◆ **Requirement**
Reproduce only the lines of the listing starting at the one containing "Target: mottled stone texture" and ending at the one containing "65 144 L 73", requests included. Add 119 to every vertex coordinate in the answer paths and leave all other text unchanged.

═══ Records shown ═══

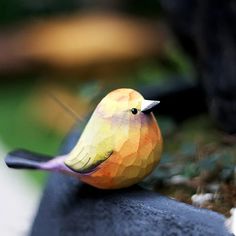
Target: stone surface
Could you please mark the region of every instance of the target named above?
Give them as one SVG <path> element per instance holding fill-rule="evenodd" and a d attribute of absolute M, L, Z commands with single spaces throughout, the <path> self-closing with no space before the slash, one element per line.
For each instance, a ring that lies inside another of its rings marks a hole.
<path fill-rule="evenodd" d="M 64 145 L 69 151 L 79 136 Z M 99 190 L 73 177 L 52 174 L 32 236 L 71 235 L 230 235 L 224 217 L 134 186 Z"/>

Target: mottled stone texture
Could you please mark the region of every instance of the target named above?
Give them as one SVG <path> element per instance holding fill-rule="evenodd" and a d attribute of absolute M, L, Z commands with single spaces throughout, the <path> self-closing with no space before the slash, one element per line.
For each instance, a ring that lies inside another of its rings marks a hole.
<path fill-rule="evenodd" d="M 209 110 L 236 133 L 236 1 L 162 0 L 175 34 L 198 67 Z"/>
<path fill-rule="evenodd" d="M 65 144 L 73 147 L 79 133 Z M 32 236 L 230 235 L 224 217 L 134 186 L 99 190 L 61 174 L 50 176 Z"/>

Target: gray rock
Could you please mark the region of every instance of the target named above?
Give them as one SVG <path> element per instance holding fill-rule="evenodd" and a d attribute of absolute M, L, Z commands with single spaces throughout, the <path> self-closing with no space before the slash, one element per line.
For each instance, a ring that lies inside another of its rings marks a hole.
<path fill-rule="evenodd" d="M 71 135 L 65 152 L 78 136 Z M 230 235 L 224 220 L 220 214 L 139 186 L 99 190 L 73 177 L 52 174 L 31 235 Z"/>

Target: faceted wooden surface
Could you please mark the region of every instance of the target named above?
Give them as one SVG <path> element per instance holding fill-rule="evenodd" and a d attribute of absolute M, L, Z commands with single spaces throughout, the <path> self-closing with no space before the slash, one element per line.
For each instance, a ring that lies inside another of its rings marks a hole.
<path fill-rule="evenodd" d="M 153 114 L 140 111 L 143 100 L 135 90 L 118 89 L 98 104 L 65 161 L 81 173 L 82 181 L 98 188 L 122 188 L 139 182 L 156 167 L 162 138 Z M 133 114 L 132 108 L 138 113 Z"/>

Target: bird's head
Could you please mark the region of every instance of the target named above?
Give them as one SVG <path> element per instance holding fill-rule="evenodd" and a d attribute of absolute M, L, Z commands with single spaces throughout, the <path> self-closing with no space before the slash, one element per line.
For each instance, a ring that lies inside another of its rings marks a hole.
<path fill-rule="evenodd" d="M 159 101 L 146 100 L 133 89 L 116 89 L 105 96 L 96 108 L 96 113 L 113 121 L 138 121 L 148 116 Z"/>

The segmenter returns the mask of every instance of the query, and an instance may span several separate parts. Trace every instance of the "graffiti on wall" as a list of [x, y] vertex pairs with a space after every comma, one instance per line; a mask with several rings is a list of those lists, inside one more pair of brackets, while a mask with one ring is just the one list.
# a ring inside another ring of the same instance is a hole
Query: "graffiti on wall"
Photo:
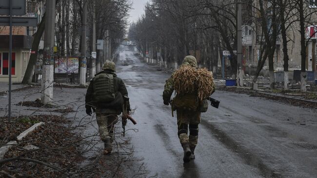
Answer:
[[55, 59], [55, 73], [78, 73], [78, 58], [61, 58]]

═══

◆ **Exercise solution**
Target: mottled stone texture
Could you please mark the region of every instance of the target named above?
Give them as one SVG <path> element per instance holding fill-rule="evenodd" and a d attribute of absolute M, L, Z commands with single spaces throughout, the <path> self-closing with no space before the slash, one element per line.
For each instance, a ring that lies inside another of its rings marks a hole.
<path fill-rule="evenodd" d="M 328 229 L 355 252 L 355 120 L 281 119 L 294 153 L 317 186 Z"/>
<path fill-rule="evenodd" d="M 184 263 L 192 266 L 198 252 Z M 151 355 L 349 354 L 343 336 L 253 305 L 218 309 L 180 293 L 169 295 Z"/>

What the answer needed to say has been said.